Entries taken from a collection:
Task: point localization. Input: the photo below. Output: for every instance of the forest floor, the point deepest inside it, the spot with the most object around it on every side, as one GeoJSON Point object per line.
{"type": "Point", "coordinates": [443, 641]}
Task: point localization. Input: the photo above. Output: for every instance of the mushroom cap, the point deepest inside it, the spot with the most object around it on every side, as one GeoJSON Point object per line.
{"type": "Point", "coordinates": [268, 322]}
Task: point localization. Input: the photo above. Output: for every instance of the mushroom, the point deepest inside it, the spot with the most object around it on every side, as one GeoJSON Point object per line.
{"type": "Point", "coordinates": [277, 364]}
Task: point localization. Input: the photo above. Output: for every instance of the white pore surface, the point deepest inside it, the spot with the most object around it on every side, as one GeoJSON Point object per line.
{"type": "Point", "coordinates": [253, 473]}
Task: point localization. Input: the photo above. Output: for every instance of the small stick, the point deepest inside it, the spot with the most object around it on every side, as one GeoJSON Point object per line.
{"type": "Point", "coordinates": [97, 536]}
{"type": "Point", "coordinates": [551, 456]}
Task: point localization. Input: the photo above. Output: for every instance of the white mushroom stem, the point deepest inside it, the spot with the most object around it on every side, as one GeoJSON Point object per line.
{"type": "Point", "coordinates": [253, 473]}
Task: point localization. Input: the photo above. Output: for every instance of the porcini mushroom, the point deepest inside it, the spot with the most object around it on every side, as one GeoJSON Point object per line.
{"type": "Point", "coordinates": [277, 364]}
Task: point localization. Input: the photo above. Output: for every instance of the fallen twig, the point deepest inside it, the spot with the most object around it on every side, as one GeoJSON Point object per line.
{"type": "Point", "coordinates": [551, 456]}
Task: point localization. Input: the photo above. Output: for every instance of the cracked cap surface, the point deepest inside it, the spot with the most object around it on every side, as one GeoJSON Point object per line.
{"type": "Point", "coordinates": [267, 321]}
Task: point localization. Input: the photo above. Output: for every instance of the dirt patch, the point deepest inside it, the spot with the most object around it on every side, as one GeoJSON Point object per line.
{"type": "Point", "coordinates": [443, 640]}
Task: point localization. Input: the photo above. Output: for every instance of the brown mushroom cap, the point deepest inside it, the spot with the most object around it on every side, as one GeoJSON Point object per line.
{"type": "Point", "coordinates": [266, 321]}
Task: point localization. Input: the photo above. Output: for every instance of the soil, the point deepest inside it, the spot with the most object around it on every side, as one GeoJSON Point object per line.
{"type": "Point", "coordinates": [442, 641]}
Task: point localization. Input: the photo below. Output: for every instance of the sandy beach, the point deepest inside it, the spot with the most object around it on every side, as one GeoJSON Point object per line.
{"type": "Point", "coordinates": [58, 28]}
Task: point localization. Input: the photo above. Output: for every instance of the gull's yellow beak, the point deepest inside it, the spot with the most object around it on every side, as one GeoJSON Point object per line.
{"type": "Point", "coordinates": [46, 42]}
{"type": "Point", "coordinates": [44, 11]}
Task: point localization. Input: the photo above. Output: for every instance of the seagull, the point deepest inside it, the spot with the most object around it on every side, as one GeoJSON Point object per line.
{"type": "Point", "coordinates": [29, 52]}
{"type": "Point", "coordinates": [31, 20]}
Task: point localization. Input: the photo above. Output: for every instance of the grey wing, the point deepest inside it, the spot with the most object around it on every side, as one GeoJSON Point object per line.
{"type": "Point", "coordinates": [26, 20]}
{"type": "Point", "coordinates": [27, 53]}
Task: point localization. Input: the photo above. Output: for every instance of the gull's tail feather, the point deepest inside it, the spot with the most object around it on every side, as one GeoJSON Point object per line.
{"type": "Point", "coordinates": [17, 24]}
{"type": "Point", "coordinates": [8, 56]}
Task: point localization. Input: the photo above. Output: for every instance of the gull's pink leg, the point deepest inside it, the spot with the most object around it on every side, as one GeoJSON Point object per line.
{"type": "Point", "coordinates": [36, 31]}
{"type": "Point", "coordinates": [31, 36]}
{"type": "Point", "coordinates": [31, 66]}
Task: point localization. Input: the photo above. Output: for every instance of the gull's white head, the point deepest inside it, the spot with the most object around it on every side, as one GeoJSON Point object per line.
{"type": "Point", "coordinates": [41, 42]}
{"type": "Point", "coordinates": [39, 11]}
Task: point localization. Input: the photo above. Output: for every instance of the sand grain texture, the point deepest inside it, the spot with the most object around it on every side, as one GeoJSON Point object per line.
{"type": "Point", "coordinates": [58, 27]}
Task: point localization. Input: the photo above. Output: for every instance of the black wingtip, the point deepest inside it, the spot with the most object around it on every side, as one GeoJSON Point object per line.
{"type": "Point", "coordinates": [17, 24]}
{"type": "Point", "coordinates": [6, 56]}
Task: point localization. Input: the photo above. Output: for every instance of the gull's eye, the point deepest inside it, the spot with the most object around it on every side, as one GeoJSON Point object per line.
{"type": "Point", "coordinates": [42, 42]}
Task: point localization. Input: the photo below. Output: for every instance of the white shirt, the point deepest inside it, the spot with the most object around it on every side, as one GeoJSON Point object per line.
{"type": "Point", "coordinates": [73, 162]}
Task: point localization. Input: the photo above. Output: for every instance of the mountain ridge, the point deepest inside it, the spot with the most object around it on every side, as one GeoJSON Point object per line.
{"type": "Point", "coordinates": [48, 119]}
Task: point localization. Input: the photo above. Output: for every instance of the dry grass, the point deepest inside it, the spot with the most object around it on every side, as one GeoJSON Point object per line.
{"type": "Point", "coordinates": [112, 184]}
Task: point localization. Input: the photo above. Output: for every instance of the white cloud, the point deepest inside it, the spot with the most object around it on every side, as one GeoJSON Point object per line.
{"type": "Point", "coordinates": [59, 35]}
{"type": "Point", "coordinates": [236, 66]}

**Written task**
Would you give again, word for word, every line from the one with "the gull's white" through the final line of the listing above?

**Complete output**
Task: point localization. Input: the photo above. Output: for every instance of the gull's white head, the point deepest inside it, the spot with the most object around it on every side, as one GeoJSON Point object per line.
{"type": "Point", "coordinates": [41, 42]}
{"type": "Point", "coordinates": [39, 11]}
Task: point localization. Input: the photo above. Output: for every instance of the sand grain texture, the point deepest inside it, the spot with the most object around it on every side, as one GeoJSON Point object per line.
{"type": "Point", "coordinates": [58, 27]}
Task: point localization. Input: the photo above. Output: for every instance of the black wingtip, the point deepest inside it, the spot with the most object around it on every side, as one GeoJSON Point object per line.
{"type": "Point", "coordinates": [17, 24]}
{"type": "Point", "coordinates": [6, 56]}
Task: point localization. Input: the photo above. Output: for every instance of the gull's eye, the point deepest inside it, the spot with the most object around it on every side, as one GeoJSON Point object per line.
{"type": "Point", "coordinates": [42, 42]}
Task: point localization. Input: the photo below. Output: for every instance of the white shirt, the point deepest inside it, the spot with the most object around it on every side, as one GeoJSON Point object per line.
{"type": "Point", "coordinates": [73, 162]}
Task: point localization. Input: the photo above. Output: for every instance of the mountain ridge, the point deepest inside it, the spot with the most object around it on every side, as one GeoJSON Point object per line.
{"type": "Point", "coordinates": [48, 119]}
Task: point localization. Input: the photo above. Output: for every instance of the dry grass, the point deepest inside it, the spot with the most object around it on every side, as one GeoJSON Point object per line.
{"type": "Point", "coordinates": [112, 184]}
Task: point localization. Input: the photo above. Output: for every instance of the white cloud, the point deepest inside it, the spot with the most object around it on every side, as one GeoJSON Point object per line.
{"type": "Point", "coordinates": [59, 35]}
{"type": "Point", "coordinates": [236, 66]}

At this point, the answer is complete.